## WRITTEN REQUEST
Repeat the lines from the one containing "Target: wooden spoon" through the last line of the data, exactly, pictures omitted.

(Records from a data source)
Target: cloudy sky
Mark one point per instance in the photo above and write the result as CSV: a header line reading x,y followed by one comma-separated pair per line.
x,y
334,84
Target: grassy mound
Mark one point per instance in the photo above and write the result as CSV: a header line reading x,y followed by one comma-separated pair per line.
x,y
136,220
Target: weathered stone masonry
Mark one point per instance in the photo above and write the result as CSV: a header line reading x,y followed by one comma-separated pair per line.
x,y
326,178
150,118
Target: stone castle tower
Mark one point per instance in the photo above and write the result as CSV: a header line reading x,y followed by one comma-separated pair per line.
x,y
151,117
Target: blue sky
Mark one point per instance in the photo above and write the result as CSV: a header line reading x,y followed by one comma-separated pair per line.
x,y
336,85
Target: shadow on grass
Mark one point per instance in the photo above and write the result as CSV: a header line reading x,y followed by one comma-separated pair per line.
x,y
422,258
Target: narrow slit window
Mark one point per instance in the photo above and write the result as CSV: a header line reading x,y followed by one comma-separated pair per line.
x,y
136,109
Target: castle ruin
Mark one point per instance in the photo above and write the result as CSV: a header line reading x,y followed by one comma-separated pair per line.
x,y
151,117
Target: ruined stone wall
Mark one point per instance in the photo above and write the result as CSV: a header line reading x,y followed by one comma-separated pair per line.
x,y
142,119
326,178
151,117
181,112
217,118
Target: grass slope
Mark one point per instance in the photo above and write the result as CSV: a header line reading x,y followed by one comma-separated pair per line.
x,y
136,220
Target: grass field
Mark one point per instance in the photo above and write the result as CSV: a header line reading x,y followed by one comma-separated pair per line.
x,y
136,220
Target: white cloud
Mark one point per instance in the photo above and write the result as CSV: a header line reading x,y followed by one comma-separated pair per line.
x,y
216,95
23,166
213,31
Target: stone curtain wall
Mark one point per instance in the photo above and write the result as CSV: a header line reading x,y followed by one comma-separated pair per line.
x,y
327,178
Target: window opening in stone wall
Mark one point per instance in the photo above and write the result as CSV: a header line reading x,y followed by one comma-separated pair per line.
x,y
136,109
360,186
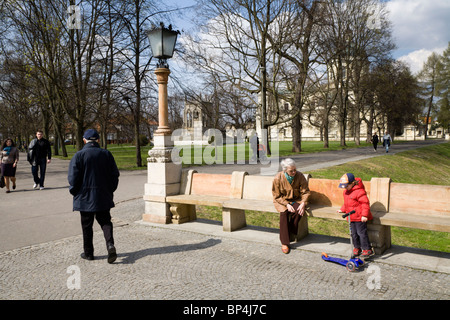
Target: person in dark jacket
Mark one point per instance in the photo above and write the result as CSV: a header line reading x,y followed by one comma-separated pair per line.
x,y
39,155
375,142
93,178
355,198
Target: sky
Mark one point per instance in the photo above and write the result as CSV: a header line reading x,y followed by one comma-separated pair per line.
x,y
420,27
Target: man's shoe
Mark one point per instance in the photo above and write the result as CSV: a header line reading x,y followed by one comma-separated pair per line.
x,y
367,253
356,252
112,255
87,256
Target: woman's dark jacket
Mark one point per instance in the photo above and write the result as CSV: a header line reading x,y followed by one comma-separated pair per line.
x,y
93,178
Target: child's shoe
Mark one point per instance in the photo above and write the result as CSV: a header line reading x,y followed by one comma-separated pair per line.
x,y
367,253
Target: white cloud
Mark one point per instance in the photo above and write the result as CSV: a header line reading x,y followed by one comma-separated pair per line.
x,y
417,58
420,27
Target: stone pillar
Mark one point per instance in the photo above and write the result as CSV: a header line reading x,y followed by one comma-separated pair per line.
x,y
379,235
163,176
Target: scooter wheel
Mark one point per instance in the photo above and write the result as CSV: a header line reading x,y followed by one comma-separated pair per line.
x,y
350,266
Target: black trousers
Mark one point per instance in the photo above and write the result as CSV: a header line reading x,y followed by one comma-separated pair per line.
x,y
87,221
359,235
288,225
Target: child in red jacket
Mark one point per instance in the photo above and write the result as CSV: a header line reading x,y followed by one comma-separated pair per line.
x,y
355,198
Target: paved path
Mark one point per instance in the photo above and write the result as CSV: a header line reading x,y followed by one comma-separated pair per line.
x,y
40,244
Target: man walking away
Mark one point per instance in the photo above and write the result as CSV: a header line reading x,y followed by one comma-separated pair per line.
x,y
93,177
39,155
387,141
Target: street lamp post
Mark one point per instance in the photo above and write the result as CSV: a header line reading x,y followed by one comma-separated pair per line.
x,y
162,41
163,176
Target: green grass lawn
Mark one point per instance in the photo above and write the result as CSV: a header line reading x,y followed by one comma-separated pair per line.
x,y
428,165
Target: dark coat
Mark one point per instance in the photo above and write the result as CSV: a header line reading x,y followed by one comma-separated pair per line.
x,y
93,178
284,193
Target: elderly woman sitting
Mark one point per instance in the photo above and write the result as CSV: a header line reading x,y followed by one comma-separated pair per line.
x,y
290,195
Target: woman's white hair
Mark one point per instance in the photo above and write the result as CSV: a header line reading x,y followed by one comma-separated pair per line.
x,y
288,162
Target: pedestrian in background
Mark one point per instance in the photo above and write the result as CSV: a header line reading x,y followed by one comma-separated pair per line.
x,y
9,157
290,195
39,155
375,141
93,177
387,141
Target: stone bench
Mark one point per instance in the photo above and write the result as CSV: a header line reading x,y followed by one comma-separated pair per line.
x,y
424,207
392,204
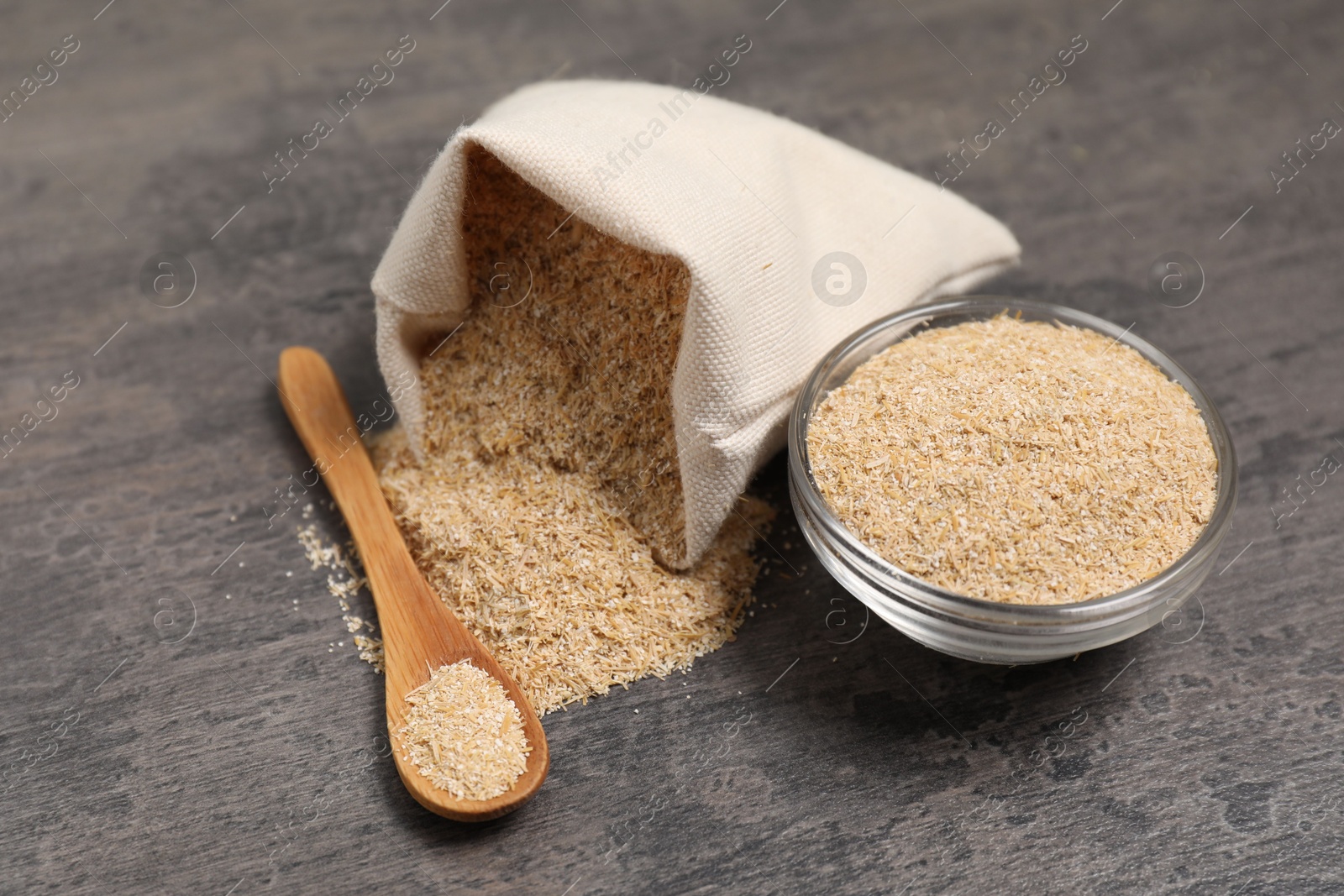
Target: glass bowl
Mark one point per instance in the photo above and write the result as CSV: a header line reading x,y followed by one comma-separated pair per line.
x,y
972,627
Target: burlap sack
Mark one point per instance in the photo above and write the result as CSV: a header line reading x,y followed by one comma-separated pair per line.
x,y
792,241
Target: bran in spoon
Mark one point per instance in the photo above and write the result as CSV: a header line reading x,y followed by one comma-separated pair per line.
x,y
464,734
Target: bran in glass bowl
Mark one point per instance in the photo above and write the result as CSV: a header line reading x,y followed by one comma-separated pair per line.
x,y
921,513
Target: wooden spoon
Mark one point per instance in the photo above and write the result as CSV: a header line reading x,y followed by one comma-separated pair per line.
x,y
420,633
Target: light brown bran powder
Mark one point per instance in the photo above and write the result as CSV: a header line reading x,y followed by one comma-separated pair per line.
x,y
1021,463
464,734
550,488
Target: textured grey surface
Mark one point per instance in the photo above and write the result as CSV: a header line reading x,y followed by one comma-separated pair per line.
x,y
245,757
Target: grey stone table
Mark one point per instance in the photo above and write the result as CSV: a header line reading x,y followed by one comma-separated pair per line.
x,y
183,710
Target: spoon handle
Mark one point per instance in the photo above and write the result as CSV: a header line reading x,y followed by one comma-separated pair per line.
x,y
410,614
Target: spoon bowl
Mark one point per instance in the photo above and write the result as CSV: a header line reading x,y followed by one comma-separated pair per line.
x,y
420,633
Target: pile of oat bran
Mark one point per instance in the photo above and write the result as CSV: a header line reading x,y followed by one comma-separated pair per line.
x,y
550,485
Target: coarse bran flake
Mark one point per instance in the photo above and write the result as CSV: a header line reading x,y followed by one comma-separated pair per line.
x,y
344,580
464,734
1021,463
550,488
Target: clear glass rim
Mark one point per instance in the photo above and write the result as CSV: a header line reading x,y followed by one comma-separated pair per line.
x,y
1136,600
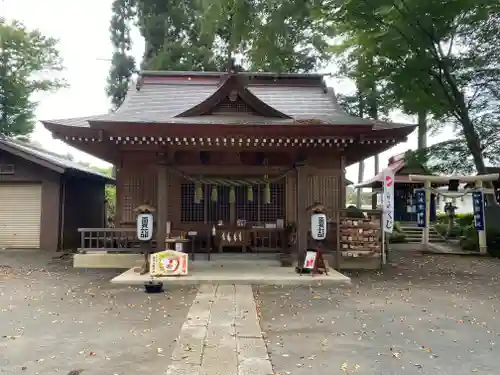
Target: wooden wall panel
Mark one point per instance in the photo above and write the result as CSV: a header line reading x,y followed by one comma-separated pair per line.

## THE RESULT
Target: wooden spoon
Mark one point per instance in the photo above and write the result as CSV: a header line reading x,y followed by one comma-separated pair per line.
x,y
420,633
Target: light brown bran powder
Mark one point per instance in the photo above and write the result as CSV: a header line reading x,y followed by one comma-separated pair per line.
x,y
1021,463
464,734
550,488
Target: textured grey surface
Mark one point per instance in the photo above and write the result as CSV: a header line reading x,y followed by one comma-separated pair per line.
x,y
245,757
Target: grey stone table
Mark one point per instance in the photo above and write the result as CSV: a header line reading x,y followed by one comma-separated pair per line.
x,y
183,710
Target: spoon handle
Mark one point per instance in the photo above and write the result as CSV: a header line reading x,y followed by one comma-separated pair per line.
x,y
410,614
Target: spoon bowl
Mark one point per instance in the photo above and write the result as CSV: a header line reading x,y followed by one comma-separated pair per line.
x,y
420,633
Target: pile of oat bran
Mark one point per instance in the photo above and write the result as CSV: a header line reading x,y followed by one comma-separated pair per line.
x,y
550,485
Target: coarse bran flake
Mark one point per instance in the photo above and write the result as CSV: a header line reading x,y followed by one comma-separated pair per line.
x,y
344,580
464,734
1021,463
550,488
Target: clear glass rim
Mark one point per instance in the photo above and write the result as CSV: a header line reading x,y followed by one comma-separated pair per line.
x,y
1136,600
Target: wooden wall panel
Mark one point per instance in the photo above and write the result as CSV: a header line reading x,y followed by one comma-separated pair per line.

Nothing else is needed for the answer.